§ EXERCISE INSTRUCTIONS:
Omit every image, and transcribe the remaining entries exactly as given.

┄┄┄┄┄┄

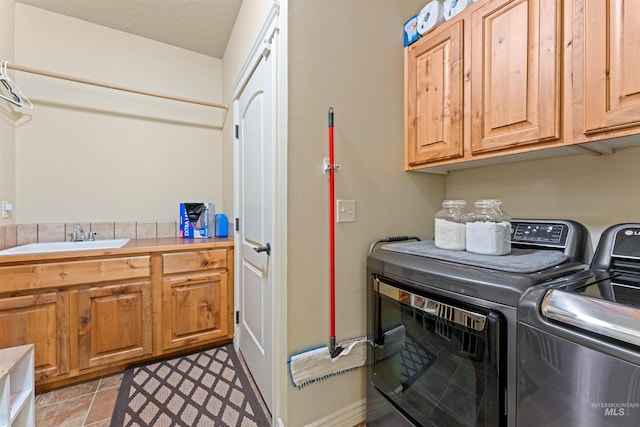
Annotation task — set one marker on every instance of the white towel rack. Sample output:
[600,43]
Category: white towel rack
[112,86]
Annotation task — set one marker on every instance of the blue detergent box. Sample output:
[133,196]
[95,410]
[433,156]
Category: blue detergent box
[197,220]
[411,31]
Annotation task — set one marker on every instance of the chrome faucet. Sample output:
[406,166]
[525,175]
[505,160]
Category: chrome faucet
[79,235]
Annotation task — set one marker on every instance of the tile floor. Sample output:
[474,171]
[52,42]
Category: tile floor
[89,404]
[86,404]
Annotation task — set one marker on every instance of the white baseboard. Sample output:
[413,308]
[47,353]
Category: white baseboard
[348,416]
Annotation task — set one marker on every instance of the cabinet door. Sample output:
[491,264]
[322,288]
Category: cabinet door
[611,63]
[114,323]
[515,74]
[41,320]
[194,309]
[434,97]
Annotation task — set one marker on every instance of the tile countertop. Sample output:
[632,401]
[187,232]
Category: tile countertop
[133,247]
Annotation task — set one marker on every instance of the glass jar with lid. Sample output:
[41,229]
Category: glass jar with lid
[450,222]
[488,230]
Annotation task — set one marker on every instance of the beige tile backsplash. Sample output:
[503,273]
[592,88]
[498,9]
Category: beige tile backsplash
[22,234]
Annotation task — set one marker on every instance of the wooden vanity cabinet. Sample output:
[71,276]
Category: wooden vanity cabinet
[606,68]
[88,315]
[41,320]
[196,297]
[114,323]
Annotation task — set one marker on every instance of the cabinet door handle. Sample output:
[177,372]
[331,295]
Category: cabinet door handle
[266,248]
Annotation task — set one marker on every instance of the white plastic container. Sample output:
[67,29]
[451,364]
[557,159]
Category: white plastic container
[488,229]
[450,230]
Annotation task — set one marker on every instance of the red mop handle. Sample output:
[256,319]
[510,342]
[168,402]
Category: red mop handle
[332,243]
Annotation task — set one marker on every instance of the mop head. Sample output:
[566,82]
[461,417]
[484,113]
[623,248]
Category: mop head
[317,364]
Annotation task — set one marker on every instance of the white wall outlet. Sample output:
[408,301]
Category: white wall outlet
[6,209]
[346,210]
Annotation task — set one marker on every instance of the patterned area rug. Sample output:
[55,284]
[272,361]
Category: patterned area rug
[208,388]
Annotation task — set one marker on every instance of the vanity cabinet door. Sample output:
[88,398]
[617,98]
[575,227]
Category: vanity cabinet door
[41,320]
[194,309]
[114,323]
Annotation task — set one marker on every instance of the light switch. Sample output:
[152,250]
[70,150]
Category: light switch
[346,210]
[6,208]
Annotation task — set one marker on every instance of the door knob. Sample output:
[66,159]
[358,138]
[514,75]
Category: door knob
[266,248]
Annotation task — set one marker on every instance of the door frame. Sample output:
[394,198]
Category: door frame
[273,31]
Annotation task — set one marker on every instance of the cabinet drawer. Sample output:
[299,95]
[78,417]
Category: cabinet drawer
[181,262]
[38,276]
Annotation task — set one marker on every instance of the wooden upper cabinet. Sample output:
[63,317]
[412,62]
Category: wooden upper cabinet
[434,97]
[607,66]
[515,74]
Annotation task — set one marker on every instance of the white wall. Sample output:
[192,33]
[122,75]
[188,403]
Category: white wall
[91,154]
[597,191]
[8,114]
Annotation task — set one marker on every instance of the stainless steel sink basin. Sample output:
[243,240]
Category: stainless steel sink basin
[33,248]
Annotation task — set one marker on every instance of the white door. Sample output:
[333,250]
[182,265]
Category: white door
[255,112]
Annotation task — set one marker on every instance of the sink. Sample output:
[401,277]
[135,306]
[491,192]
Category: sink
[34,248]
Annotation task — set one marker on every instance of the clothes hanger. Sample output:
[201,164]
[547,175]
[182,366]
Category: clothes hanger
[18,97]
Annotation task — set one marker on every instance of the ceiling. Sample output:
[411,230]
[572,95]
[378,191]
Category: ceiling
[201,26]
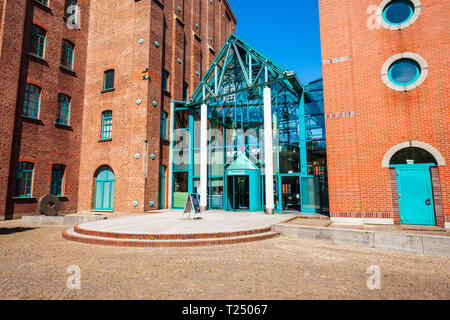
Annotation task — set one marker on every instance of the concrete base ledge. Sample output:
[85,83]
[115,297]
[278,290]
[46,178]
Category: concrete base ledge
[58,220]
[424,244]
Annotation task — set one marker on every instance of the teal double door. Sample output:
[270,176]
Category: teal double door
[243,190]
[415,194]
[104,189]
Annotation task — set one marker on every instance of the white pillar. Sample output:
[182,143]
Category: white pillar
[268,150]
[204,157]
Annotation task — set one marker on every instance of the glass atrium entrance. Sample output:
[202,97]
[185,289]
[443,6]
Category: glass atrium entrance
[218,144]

┄┄┄┄┄┄

§ WRITTEN ANSWER:
Annotation task — set one marker on every instance of the white towel rack. Sample output:
[600,43]
Category: white towel rack
[112,86]
Annotation task — set one marker on every instance of the blue detergent box. Sample output:
[133,196]
[95,410]
[433,156]
Category: blue detergent box
[197,220]
[411,31]
Annotation task — set one marker on every instance of the chrome faucet. Sample output:
[406,166]
[525,175]
[505,160]
Category: chrome faucet
[79,235]
Annotation task — set one marker on every instance of the tile floor. Sample output:
[474,171]
[52,42]
Category: tile floor
[89,404]
[86,404]
Annotation task — set one marker on every instance of the white baseboard. Sample output:
[413,308]
[47,353]
Category: white baseboard
[348,416]
Annotation task — set one marker on every instance of the cabinet door. Sample output:
[491,264]
[322,288]
Category: cabinet door
[611,63]
[114,323]
[515,74]
[41,320]
[194,309]
[434,97]
Annotation task — set one marker on every instance of the tile countertop. Sample output:
[632,401]
[187,232]
Category: tile countertop
[133,247]
Annotation task — set one marker on every instance of the glass jar with lid. Sample output:
[41,229]
Category: glass jar with lid
[450,222]
[488,230]
Annotation task — set one marker on every instance of the beige tile backsplash. Sample output:
[503,273]
[592,88]
[498,9]
Category: beige tile backsplash
[22,234]
Annotation task — set one marker on every instance of the wooden vanity cabinet. Sample output:
[71,276]
Category: wooden vanity cabinet
[606,68]
[88,315]
[41,320]
[196,297]
[114,323]
Annotation task — set one marker on every instance of the cabinet door handle. Sample output:
[177,372]
[331,295]
Category: cabinet door handle
[266,248]
Annotation task — set one marker on every instance of the white plastic container. Sample output:
[67,29]
[451,364]
[557,159]
Category: white plastic container
[488,229]
[450,230]
Annotation task — set one marker on every instance of the red mop handle. Sample output:
[256,319]
[510,342]
[168,402]
Category: red mop handle
[332,243]
Annotation task — set one marker on every instance of the mop head. Sample output:
[566,82]
[461,417]
[484,113]
[623,248]
Category: mop head
[317,364]
Annotation task — set one marker on every instance of the white wall outlet. Sample output:
[408,301]
Category: white wall outlet
[6,209]
[346,210]
Annotation task — set one marker on every instance of the patterned area rug. Sample output:
[55,284]
[272,361]
Category: patterned area rug
[208,388]
Annotation task — set one marker on every instance of the vanity cabinet door. Sample output:
[88,398]
[617,98]
[575,227]
Category: vanity cabinet door
[41,320]
[194,309]
[114,323]
Annotation task — set one marker on every instance of the light switch. Sample output:
[152,250]
[70,150]
Category: light switch
[346,210]
[6,208]
Annotation task — set one marker on every instance of the door knob. Sample output:
[66,159]
[358,138]
[514,75]
Category: door knob
[266,248]
Annotation task — set one marker on every instance of the door frame. Sample output:
[394,198]
Category: door frame
[273,31]
Annotation task — set one marker on every instance of the cabinet drawer. Sample output:
[299,95]
[78,417]
Category: cabinet drawer
[181,262]
[38,276]
Annotation task — set one marker on every instance of the wooden upper cabinet. Sample output:
[63,317]
[412,62]
Category: wooden upper cabinet
[434,97]
[607,66]
[515,74]
Annotation task — set one marker on every instance of the white wall. Sample output:
[192,33]
[122,75]
[188,403]
Category: white wall
[91,154]
[597,191]
[8,114]
Annotation task — set one marker on every instance of the stainless steel sink basin. Sample output:
[243,240]
Category: stainless steel sink basin
[33,248]
Annotation task — set one marker on every instance of the white door. Sample output:
[333,250]
[182,265]
Category: white door
[255,112]
Annotation task — set one marker on every instance of the sink. Sample output:
[401,277]
[135,306]
[491,192]
Category: sink
[34,248]
Annotation task — set one marker on every instance of the clothes hanger. Sample output:
[201,164]
[547,175]
[182,366]
Category: clothes hanger
[18,97]
Annotation task — set one marker on every instance of the ceiling. Sample output:
[411,230]
[572,95]
[378,191]
Category: ceiling
[201,26]
Annotation task — set one marker on every instance of the concrete base ledge. Sample output:
[85,83]
[115,297]
[278,290]
[46,178]
Category: concrete base ledge
[58,220]
[424,244]
Annotation task — set one marker on every instance of the teal double door. Sample output:
[270,176]
Category: teal double door
[243,190]
[415,194]
[104,189]
Annotation task — set one marker on every instance of the white pillar. Sample output:
[182,143]
Category: white pillar
[268,150]
[204,157]
Annotation task — set one marker on every instance of the glass atrium entrance. Sample output:
[202,97]
[185,289]
[443,6]
Category: glass atrium entrance
[218,144]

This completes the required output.